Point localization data
┏━━
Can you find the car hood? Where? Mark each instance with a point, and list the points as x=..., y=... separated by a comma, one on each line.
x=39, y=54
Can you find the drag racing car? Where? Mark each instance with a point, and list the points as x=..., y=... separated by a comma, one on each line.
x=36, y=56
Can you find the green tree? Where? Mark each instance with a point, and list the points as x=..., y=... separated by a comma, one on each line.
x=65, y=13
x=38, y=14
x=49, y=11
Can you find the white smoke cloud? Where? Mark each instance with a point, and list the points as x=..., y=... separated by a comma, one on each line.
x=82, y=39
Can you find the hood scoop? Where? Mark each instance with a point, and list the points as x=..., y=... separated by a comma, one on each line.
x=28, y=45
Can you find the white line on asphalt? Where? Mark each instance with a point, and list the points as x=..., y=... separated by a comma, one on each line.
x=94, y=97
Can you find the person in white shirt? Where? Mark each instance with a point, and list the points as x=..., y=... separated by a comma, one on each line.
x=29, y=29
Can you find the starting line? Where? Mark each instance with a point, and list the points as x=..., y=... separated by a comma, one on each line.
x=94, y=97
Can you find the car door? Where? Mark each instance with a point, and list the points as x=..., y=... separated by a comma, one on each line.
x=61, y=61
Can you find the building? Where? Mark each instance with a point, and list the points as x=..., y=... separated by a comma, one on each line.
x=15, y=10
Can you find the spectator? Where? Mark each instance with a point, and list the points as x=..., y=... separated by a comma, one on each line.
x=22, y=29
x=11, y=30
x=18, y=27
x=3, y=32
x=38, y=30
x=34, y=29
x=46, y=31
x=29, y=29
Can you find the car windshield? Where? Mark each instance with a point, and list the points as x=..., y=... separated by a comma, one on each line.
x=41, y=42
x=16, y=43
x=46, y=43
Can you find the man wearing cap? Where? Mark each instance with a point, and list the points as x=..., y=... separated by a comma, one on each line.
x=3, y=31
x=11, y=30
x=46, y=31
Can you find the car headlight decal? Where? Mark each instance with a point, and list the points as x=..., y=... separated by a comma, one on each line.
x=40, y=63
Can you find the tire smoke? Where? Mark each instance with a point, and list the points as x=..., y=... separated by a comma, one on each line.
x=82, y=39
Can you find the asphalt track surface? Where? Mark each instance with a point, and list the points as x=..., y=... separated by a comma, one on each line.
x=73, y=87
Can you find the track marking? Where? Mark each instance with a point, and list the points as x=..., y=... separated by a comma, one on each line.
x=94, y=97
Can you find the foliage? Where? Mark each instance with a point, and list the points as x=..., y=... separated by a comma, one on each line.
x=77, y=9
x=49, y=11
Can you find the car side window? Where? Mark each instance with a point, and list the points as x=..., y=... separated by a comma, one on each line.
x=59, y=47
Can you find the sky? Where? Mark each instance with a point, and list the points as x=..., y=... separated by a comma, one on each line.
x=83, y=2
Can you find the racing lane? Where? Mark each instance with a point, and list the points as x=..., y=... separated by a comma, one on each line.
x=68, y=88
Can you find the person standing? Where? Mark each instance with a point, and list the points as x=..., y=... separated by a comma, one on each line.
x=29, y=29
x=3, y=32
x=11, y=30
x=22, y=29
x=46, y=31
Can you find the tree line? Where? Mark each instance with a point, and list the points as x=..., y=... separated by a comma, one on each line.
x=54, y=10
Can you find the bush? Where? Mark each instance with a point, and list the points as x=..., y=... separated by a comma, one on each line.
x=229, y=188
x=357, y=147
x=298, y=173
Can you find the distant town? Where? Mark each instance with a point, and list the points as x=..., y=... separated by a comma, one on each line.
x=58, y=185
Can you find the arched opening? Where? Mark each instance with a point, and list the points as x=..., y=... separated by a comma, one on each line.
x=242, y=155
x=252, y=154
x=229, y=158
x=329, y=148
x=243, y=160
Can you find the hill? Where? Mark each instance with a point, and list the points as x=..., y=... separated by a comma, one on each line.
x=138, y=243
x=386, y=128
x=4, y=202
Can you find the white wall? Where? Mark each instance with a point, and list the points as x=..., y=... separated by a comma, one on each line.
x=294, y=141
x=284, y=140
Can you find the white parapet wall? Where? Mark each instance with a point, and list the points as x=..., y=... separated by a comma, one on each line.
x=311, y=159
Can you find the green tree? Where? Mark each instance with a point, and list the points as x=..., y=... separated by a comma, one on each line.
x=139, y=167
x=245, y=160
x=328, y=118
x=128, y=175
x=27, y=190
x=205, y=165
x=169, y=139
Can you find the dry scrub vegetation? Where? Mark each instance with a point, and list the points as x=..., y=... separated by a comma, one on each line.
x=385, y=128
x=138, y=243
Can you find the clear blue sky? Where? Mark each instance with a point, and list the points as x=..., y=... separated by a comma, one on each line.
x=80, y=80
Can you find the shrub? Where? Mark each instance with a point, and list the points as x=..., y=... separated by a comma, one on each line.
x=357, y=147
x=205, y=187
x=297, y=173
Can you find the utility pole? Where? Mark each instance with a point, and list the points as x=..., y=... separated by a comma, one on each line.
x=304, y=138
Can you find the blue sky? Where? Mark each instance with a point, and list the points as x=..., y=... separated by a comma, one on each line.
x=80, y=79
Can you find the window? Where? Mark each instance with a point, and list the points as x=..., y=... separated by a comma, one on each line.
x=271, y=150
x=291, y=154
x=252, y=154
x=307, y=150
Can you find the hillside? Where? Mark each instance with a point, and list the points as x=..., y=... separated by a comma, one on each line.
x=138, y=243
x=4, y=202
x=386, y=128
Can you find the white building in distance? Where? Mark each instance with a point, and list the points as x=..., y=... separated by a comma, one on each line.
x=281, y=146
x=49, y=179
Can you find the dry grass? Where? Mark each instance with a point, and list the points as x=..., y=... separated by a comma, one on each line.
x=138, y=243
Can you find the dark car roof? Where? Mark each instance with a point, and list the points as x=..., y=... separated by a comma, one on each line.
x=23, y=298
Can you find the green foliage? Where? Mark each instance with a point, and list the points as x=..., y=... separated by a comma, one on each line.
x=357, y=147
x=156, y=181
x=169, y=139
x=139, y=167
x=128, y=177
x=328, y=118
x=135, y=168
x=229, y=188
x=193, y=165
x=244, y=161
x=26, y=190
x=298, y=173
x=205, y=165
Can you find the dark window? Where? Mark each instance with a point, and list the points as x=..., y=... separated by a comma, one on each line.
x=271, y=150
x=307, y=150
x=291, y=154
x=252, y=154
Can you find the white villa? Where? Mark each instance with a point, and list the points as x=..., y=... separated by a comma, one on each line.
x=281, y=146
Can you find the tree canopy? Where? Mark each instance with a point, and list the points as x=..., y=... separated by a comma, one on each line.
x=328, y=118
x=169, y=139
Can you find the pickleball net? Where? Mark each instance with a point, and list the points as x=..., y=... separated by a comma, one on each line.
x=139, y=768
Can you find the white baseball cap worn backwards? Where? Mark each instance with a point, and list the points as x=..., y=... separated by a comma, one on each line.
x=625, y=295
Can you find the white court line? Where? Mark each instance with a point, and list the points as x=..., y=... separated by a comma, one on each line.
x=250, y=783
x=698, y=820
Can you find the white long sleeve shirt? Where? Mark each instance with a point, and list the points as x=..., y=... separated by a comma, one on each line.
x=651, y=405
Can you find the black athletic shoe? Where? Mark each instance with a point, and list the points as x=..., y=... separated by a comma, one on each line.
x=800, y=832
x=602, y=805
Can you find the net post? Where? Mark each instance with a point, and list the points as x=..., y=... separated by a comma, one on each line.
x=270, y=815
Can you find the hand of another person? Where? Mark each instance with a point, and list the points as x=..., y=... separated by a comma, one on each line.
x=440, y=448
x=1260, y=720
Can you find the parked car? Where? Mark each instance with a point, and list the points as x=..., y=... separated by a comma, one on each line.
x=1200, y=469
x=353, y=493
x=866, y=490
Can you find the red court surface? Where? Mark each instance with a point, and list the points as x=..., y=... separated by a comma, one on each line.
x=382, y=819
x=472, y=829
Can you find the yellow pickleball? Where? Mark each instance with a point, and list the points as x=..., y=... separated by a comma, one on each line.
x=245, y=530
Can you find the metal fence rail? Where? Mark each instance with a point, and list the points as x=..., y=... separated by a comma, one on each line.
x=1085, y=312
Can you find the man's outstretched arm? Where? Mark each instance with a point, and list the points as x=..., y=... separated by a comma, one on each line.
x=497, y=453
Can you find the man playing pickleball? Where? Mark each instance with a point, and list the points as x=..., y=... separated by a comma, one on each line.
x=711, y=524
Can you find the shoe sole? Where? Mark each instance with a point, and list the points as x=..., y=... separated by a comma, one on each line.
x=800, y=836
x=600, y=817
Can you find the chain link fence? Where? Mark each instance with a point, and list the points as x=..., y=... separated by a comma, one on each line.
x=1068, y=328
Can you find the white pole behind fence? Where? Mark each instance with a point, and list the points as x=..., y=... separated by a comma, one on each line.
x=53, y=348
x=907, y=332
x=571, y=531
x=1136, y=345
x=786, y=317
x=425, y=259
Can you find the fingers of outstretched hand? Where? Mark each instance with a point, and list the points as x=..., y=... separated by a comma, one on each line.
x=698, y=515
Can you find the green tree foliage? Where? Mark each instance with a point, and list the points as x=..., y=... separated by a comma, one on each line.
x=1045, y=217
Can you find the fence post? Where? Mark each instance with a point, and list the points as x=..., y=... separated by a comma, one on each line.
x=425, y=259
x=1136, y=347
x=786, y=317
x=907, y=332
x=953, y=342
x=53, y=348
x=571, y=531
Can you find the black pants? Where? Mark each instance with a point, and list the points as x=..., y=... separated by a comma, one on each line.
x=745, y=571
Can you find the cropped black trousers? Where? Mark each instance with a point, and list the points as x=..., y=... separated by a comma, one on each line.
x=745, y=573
┗━━
**WHAT IS REQUIRED:**
Where the line containing "Can you find the fingers" appears, start copying, and go on exactly through the last line of the data.

**RESULT:**
Can you find the fingers of outstretched hand? Where? Mark each instance with a point, and list the points as x=..., y=... separated by a comma, one on each line.
x=698, y=515
Can you find the green tree foliage? Where? Mark each instance with a point, and list the points as x=..., y=... separated by a comma, one on each line.
x=1045, y=217
Can you find the fence post? Where? Mark each instance with a point, and list the points as x=..., y=... separated by a comma, one on each line.
x=425, y=259
x=1136, y=347
x=786, y=317
x=907, y=332
x=953, y=342
x=53, y=348
x=571, y=531
Can you find the black pants? Where? Mark each instance with a point, and list the points as x=..., y=... separated by a comma, one on each line.
x=745, y=571
Can you find the cropped black trousers? Where? Mark each instance with a point, and list the points as x=..., y=... separated by a comma, one on each line.
x=745, y=573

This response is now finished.